Extrait fourni
:::

Conception d’un système de corde d’assurance horizontale – Aspect normatifs et règlementaires


Conception d’un système de corde d’assurance horizontale – Aspect normatifs et règlementaires

Un système de corde d’assurance horizontale (SCAH) est une ligne de vie attachée à deux ancrages d’extrémité dans le plan horizontal. Elle offre la mobilité aux travailleurs œuvrant sur une longue portée, le long des surfaces en hauteur.

André Lan
Bertrand Galy

Le travailleur s’attache à la corde d’assurance avec son système personnel d’arrêt de chute (SPAC) pour se protéger du début jusqu’à la fin de ses tâches.

Bien que l’installation d’un SCAH puisse paraitre aussi simple qu’étirer un câble entre deux ancrages, le calcul des forces sollicitant les ancrages et le dégagement minimal requis sous le SCAH pour éviter que le travailleur heurte le sol ou tout objet emmagasiné sur le sol lors d’un arrêt de chute accidentel, peut être extrêmement complexe.

En 2004, l’association canadienne de normalisation (CSA (ACNOR)) a publié la première version de la norme CAN/CSA Z259.16 Conception de systèmes actifs de protection contre les chutes (1) et  l’American National Standards Institute a suivi en publiant en 2009 la norme ANSI/ASSE Z359.6 – Specifications and Design Requirements for Active Fall Protection Systems (2). Ces deux normes donnent les exigences de performance et de résistance qui permettent de concevoir un SCAH. Ces deux normes sont citées dans les règlements du Québec (3) et des USA (4).

:::

Données fournies
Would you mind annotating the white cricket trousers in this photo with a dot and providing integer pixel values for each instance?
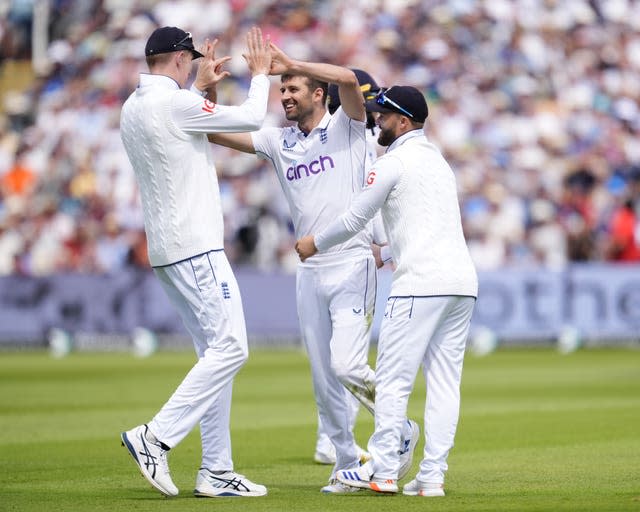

:::

Énoncé du problème
Dans le texte sur les systèmes de corde d’assurance horizontale, recopiez le passage qui va de « En 2004, l’association » jusqu’à « des USA (4). » inclus, en substituant « 2003 » à « 2004 ». Le matériel ci-dessus ne joue aucun rôle ici.

Réponse attendue
En 2003, l’association canadienne de normalisation (CSA (ACNOR)) a publié la première version de la norme CAN/CSA Z259.16 Conception de systèmes actifs de protection contre les chutes (1) et  l’American National Standards Institute a suivi en publiant en 2009 la norme ANSI/ASSE Z359.6 – Specifications and Design Requirements for Active Fall Protection Systems (2). Ces deux normes donnent les exigences de performance et de résistance qui permettent de concevoir un SCAH. Ces deux normes sont citées dans les règlements du Québec (3) et des USA (4).